아래 항목 가운데 "dish"라는 단어가 들어 있는 줄만 걸러서 옮겨 적으세요.

과제 항목:
_ _ _ _ _

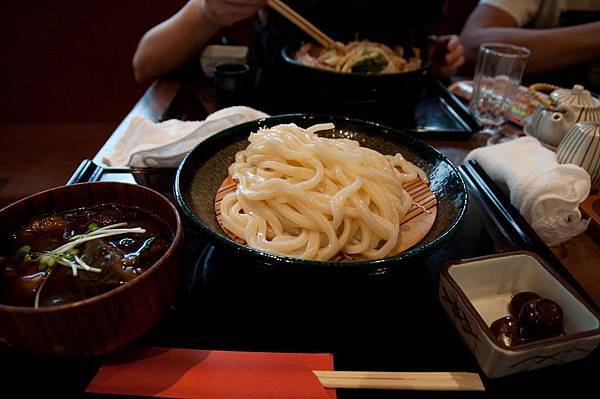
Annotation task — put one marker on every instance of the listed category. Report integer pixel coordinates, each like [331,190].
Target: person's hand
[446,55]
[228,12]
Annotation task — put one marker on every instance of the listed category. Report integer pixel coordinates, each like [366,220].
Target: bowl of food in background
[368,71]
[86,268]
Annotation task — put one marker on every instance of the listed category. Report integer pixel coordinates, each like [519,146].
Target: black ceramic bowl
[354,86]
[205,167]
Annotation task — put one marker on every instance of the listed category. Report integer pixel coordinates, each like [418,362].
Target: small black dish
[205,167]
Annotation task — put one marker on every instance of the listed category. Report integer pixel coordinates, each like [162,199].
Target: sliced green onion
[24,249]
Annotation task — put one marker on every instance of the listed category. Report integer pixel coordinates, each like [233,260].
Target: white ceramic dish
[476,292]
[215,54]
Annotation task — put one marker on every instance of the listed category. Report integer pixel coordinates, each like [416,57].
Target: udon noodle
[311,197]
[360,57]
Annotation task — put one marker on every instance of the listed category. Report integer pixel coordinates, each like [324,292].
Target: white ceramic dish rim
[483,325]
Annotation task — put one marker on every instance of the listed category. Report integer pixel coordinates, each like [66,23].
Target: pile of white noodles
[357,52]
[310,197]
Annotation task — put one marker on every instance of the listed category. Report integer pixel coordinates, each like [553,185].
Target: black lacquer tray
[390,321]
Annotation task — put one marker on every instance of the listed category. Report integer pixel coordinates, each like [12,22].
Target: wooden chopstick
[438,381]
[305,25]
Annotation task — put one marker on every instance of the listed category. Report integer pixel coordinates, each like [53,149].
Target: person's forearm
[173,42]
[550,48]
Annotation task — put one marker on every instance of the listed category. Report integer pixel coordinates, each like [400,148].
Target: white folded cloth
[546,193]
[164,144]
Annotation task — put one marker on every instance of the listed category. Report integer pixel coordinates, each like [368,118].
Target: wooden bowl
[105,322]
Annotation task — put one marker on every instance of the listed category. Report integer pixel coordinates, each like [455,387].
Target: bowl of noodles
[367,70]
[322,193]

_ _ _ _ _

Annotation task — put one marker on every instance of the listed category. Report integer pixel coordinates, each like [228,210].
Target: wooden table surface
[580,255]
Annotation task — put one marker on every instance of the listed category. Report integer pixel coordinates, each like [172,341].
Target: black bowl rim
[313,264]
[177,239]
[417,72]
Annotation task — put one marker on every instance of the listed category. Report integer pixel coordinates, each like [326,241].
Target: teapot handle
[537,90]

_ _ _ _ _

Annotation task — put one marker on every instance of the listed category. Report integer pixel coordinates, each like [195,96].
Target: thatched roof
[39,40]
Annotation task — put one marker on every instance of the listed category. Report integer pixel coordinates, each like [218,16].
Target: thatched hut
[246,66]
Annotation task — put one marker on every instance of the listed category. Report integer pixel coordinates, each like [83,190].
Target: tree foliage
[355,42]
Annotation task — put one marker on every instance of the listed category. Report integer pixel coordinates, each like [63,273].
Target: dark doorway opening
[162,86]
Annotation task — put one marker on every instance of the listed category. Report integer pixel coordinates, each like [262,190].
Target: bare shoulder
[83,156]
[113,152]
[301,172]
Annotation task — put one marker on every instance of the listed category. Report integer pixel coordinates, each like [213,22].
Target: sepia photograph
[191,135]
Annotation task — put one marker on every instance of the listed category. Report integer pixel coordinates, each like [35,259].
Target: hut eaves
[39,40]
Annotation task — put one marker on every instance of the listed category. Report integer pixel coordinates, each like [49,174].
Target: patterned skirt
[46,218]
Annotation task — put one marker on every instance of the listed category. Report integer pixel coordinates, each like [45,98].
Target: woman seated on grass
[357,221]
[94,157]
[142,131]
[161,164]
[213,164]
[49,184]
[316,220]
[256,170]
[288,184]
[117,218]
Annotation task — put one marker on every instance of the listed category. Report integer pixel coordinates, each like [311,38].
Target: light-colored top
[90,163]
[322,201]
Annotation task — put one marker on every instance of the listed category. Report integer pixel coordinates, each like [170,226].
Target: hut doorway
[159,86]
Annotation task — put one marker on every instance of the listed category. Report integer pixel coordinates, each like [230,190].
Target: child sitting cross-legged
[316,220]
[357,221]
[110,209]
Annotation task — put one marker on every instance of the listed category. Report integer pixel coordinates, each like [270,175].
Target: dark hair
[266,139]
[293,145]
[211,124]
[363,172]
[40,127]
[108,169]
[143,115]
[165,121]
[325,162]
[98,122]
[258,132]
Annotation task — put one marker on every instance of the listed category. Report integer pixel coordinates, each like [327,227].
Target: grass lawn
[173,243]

_ _ _ _ _

과제 정답:
Target: small black dish
Target: white ceramic dish
Target: white ceramic dish rim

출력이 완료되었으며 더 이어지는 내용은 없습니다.